付加保険料
2019/11/20
付加保険料とは保険会社の事業に対する経費のことで、新契約の締結・成立に必要な経費(予定新契約費)、保険料集金に要する経費(予定集金費)、保険期間を通じて契約を維持管理するための経費(予定維持費)があります。
要するに保険会社の儲けとなる部分のことです。保険の契約者から見た場合この付加保険料の部分は自分の保険に関連しない支出ということになります。
特に大きな影響を与えるのが人件費です。昔ながらの営業方法で営業員を多く抱えている保険会社は、人件費が莫大になりますが、ネット生保のように営業員を置かず、契約申し込みをネット経由にして、問い合わせはコールセンターで処理することにより、人件費を大幅に削減しています。

• [資料]
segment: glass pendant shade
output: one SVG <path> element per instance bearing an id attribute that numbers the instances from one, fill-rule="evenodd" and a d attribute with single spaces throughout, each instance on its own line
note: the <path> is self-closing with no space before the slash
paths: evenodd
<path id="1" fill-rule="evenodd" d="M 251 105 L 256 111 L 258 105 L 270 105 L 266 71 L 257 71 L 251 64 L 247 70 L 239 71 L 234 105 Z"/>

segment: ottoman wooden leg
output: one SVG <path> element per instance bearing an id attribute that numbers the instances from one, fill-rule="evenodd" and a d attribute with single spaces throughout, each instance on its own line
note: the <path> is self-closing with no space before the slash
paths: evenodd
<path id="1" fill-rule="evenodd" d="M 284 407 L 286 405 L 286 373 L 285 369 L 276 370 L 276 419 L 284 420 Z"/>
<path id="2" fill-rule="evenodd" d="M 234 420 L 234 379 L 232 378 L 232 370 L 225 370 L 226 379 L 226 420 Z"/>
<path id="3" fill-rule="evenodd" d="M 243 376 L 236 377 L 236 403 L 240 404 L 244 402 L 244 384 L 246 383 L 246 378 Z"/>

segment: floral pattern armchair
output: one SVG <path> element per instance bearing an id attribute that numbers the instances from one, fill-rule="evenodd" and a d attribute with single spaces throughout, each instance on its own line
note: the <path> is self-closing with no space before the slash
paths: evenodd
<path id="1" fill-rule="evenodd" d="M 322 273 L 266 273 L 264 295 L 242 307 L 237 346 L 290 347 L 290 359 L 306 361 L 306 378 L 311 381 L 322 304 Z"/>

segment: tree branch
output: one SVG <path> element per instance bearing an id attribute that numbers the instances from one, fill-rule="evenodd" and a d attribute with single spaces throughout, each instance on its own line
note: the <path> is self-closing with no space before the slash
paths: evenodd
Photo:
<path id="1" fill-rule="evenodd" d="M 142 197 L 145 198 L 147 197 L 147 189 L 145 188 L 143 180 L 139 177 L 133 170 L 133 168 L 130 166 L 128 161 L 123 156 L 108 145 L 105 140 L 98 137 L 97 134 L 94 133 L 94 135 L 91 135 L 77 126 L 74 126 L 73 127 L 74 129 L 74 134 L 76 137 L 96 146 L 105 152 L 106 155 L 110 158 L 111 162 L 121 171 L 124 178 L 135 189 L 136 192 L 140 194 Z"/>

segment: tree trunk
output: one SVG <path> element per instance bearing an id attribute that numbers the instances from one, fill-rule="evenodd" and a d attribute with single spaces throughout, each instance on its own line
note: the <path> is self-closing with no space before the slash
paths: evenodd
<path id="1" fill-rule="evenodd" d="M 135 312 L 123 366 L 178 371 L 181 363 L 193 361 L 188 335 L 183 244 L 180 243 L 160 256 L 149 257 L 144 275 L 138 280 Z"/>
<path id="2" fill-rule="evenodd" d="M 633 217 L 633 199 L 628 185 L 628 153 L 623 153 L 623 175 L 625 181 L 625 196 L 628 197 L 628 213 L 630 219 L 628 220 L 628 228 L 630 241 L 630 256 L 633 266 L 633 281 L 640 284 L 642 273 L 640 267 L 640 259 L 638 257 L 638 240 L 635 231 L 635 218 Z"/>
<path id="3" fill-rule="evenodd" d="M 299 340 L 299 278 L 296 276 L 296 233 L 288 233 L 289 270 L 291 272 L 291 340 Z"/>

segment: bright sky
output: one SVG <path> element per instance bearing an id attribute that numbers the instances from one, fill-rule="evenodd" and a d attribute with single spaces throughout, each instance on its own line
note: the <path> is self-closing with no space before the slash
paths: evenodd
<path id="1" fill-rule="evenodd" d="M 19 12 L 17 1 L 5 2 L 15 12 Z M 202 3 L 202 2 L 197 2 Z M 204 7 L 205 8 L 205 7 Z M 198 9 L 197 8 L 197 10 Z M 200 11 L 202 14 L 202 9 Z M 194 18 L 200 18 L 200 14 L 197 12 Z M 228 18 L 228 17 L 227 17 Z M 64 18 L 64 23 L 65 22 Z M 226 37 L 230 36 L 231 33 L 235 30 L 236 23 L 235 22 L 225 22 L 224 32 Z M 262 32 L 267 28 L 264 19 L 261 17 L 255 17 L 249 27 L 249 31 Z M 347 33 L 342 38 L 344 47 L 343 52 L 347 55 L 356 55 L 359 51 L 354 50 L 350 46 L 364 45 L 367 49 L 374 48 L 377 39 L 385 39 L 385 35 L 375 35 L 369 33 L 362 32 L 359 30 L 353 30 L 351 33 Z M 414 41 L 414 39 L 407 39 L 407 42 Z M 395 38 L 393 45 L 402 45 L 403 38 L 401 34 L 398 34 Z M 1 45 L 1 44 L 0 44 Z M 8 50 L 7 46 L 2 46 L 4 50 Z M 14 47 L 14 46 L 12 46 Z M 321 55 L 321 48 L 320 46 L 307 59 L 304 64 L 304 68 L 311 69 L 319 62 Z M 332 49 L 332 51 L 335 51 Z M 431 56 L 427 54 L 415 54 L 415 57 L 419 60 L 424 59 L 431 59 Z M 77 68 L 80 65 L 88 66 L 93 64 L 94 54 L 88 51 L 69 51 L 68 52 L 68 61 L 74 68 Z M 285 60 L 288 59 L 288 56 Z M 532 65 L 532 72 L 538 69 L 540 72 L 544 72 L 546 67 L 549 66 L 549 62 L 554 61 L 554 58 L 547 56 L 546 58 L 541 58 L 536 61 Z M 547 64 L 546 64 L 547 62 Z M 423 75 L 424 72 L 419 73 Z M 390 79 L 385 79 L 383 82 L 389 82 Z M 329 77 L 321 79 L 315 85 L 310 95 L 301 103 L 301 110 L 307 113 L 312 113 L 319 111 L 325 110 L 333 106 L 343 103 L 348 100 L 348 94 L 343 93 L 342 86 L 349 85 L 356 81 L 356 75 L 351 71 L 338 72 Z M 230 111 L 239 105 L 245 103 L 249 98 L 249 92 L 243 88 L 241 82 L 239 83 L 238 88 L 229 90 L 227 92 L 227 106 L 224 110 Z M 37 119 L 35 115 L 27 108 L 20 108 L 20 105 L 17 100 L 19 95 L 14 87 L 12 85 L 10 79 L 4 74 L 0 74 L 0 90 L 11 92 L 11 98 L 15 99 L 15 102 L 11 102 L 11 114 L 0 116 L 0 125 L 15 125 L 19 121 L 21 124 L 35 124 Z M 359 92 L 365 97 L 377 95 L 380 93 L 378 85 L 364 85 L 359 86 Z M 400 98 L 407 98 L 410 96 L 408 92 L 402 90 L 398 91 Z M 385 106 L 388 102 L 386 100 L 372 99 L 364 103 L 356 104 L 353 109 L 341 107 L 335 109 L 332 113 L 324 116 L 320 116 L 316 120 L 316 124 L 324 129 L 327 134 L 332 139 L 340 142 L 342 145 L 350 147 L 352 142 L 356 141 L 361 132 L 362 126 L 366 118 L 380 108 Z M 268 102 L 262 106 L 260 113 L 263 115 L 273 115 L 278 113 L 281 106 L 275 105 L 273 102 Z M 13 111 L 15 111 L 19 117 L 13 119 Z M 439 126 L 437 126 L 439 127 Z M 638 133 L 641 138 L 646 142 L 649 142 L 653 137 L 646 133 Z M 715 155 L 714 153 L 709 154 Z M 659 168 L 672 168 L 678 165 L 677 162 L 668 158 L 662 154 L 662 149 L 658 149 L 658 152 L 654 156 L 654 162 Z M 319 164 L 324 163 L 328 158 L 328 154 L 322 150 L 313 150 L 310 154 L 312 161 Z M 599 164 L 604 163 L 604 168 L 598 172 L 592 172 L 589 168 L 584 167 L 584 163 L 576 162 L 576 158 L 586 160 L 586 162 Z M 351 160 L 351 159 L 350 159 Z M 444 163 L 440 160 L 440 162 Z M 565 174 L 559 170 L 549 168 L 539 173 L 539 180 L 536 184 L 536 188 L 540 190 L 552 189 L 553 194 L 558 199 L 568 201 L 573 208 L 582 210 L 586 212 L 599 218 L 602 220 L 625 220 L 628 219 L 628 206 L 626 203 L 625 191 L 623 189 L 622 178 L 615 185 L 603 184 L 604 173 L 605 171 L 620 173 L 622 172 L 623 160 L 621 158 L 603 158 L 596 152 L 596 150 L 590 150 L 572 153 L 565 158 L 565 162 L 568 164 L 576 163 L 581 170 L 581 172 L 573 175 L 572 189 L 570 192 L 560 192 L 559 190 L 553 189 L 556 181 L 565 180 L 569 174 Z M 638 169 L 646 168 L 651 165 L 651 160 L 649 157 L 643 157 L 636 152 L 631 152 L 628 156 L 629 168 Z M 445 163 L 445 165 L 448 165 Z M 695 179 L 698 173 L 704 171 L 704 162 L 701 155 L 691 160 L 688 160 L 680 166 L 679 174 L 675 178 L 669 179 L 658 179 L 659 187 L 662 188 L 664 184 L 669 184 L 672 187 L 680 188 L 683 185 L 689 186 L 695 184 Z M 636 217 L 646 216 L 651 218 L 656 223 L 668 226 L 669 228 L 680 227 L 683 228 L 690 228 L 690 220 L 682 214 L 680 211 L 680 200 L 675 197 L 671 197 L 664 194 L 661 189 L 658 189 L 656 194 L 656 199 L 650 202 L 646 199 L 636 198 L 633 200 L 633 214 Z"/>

• [問題]
(A) 付加保険料の文章について、次の問いに答えよ。
(i) 新契約の締結・成立に必要な経費は何と呼ばれるか。
(ii) 付加保険料に特に大きな影響を与えるとされる経費は何か。
(iii) ネット生保は問い合わせをどこで処理しているか。
(B) 付加保険料の文章を、最後の文の後から引き継いで書き進めよ。

• [解答]
(A)
(i) 予定新契約費
(ii) 人件費
(iii) コールセンター

(B)
経費をどれだけ削減できるかで保険料の差が生まれるので、保険会社各社とも頑張っている部分だとは思いますが、店舗・営業員を構える保険会社がネット生保よりも付加保険料を安くなることは難しいので、保険料で選ぶ場合には、ネット生保がおすすめとなります。
けれども、ネット生保では、ネットで募集する関係で商品説明が比較的やさしい定期保険や医療保険のみと販売商品が限定されており、終身保険や養老保険などは扱っていませんので、終身保険や養老保険は一般の保険会社で加入し、定期保険と医療保険をネット生保で加入する方法で良いでしょう。
実は高額だった付加保険料
ネット専業生命保険会社である「ライフネット生命」が自社の生命保険の保険原価を公開しています。
保険金額が上がるほど、年齢が上になるほど、付加保険料の比率が下がる(手数料率が下がる傾向があるようです)付加保険料(保険会社の手数料分)はかなり大きいことが分かります。ライフネット生命がこの保険の原価を公開した理由は他社と比較して優位性があるからと思います。
例えば、20代女性の保険の場合は手数料が51%と半分以上は保険会社の儲けとなっています。若い時から生命保険に入った方がお得ですよ!というセールスの裏には、保険会社の儲けとなる手数料が高いということが分かります。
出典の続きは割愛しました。